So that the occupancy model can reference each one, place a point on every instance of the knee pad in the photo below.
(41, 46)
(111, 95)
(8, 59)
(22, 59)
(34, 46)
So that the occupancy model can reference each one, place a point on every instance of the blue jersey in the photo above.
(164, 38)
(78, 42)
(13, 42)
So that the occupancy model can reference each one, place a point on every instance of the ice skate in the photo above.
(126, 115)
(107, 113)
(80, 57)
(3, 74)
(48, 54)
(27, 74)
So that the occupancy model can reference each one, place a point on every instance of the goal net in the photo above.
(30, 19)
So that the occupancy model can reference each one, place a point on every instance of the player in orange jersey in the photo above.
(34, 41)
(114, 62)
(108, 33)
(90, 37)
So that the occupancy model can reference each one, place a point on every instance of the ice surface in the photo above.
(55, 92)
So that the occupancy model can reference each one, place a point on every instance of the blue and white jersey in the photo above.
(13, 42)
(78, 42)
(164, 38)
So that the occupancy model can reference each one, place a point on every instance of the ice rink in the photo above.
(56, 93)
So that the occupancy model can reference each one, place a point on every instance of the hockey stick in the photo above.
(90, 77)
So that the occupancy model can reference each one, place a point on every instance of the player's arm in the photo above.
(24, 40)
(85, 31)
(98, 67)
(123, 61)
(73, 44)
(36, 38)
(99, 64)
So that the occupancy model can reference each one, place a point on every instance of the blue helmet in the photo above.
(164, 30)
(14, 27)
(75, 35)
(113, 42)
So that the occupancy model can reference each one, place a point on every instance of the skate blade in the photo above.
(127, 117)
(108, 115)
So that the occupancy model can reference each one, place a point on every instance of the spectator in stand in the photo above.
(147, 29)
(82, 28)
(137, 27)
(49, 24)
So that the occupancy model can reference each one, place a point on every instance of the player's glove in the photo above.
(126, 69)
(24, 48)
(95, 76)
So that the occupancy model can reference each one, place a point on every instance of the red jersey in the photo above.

TASK STATEMENT =
Reproduce the records word for word, beginning at the line that contains "blade in the photo above." and stopping at the end of the records.

FINAL RESULT =
So that the occupancy model can reference each one, place a point on every instance of the skate blade in the photo above.
(127, 117)
(108, 115)
So that the occupancy model can reference each one, place a point on every instance of the spectator in stand in the photo above.
(147, 29)
(82, 28)
(137, 27)
(49, 24)
So that the occupancy model can reference each one, place a point on every instance of the player's glove in the photo above.
(126, 69)
(24, 48)
(95, 76)
So that the occupancy model can reference each one, place a point on every instance of the red jersey in the photo above.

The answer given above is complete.